Location identification entries:
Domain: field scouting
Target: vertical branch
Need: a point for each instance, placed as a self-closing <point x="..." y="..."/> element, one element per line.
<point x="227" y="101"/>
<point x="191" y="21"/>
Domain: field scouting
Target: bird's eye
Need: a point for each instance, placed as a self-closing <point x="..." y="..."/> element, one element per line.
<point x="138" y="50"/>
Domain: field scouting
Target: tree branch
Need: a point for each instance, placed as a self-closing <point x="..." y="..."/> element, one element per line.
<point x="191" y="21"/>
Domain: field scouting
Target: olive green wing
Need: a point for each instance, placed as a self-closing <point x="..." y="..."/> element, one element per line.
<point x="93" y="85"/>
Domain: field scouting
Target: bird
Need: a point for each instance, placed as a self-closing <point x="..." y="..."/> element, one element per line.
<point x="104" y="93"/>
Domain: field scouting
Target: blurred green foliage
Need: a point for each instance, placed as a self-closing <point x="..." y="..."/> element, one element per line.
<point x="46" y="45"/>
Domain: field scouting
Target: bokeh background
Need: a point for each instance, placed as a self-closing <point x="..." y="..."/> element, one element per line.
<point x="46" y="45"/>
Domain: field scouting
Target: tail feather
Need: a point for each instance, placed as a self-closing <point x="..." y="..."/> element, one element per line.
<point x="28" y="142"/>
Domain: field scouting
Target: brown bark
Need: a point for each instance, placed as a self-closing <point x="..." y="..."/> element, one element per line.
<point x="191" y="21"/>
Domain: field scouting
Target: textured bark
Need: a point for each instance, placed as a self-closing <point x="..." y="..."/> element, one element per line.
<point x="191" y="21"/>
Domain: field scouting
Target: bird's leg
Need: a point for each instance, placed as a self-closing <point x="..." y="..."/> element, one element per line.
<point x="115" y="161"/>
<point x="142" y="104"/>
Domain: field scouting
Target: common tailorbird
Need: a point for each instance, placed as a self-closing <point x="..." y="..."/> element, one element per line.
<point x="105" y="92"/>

* * *

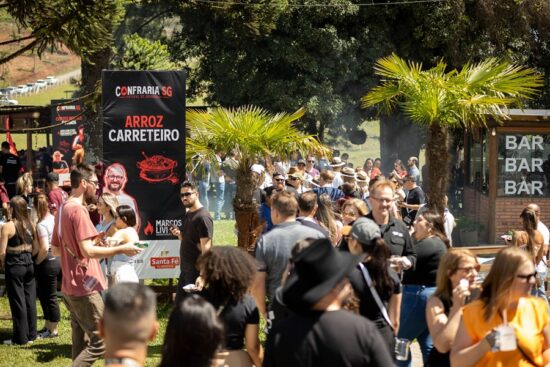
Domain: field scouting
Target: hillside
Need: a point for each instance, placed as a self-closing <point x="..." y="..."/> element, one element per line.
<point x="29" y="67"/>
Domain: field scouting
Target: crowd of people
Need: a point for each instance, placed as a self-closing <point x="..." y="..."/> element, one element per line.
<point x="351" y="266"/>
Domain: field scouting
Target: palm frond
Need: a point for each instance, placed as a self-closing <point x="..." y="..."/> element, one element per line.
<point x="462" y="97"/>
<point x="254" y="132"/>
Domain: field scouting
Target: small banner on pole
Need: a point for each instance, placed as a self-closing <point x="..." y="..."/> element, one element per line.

- _WHAT THE EXERCISE ASKS_
State the number of lines in the material that contain the string "branch", giving only the number.

- _ANSWER FOR THIS EXERCISE_
2